EXERCISE » Wherever the word "below" appears in a line of the data, that line should be copied.

Region pointing data:
:::::

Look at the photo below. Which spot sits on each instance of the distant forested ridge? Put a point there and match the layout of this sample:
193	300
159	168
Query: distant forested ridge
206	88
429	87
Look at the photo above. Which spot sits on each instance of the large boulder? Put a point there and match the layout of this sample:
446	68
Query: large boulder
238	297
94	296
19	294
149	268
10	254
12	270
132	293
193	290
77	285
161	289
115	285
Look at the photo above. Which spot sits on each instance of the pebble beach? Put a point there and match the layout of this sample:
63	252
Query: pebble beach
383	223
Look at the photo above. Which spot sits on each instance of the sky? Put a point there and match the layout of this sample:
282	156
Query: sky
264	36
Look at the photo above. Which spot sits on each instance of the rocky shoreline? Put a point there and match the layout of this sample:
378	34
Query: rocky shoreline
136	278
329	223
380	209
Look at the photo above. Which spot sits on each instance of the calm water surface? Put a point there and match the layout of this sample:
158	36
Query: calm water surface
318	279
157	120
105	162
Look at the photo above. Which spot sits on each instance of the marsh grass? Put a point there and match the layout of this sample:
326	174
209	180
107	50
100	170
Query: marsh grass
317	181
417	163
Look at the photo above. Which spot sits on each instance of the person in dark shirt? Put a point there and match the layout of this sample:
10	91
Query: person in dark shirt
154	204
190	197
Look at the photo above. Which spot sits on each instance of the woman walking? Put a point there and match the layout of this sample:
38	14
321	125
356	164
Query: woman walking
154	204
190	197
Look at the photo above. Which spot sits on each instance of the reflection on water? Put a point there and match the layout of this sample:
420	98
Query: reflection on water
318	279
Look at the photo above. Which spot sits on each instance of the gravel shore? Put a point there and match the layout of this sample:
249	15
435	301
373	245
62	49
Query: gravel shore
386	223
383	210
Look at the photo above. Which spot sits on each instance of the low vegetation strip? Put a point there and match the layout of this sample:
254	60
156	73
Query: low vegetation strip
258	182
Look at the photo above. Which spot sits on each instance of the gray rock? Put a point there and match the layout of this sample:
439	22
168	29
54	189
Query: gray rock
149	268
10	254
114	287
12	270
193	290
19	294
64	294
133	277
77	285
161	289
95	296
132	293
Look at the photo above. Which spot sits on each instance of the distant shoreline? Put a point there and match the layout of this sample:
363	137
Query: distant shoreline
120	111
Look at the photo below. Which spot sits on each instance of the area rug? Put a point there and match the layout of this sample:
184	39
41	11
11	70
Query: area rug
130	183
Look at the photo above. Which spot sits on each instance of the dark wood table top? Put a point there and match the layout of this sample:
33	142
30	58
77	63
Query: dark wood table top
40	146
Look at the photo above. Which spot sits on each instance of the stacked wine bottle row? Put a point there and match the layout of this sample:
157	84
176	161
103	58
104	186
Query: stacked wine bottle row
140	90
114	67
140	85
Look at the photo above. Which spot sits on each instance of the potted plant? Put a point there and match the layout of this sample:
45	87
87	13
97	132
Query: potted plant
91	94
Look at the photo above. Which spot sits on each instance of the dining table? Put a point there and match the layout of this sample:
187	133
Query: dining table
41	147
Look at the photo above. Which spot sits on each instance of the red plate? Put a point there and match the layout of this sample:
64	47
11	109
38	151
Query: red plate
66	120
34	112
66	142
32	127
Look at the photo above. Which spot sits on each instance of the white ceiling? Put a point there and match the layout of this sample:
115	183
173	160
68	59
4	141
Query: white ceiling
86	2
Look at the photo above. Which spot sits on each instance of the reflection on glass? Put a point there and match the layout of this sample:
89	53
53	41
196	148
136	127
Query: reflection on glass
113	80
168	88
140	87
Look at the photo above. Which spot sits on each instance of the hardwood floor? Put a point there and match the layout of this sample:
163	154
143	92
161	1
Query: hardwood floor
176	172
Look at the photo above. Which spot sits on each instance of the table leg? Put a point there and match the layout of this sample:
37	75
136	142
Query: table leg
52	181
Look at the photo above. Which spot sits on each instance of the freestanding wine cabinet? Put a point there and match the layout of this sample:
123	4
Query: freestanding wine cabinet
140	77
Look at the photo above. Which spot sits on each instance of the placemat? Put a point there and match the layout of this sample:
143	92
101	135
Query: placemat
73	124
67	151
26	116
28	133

:::::

ANSWER TO THIS PROBLEM »
Look at the photo below. Which spot sits on each instance of the distant forested ridge? Put a point there and match the layout of this sample:
Look at the photo below. Which spot sits on each instance of the area rug? Put a point there and match the layout of this sample:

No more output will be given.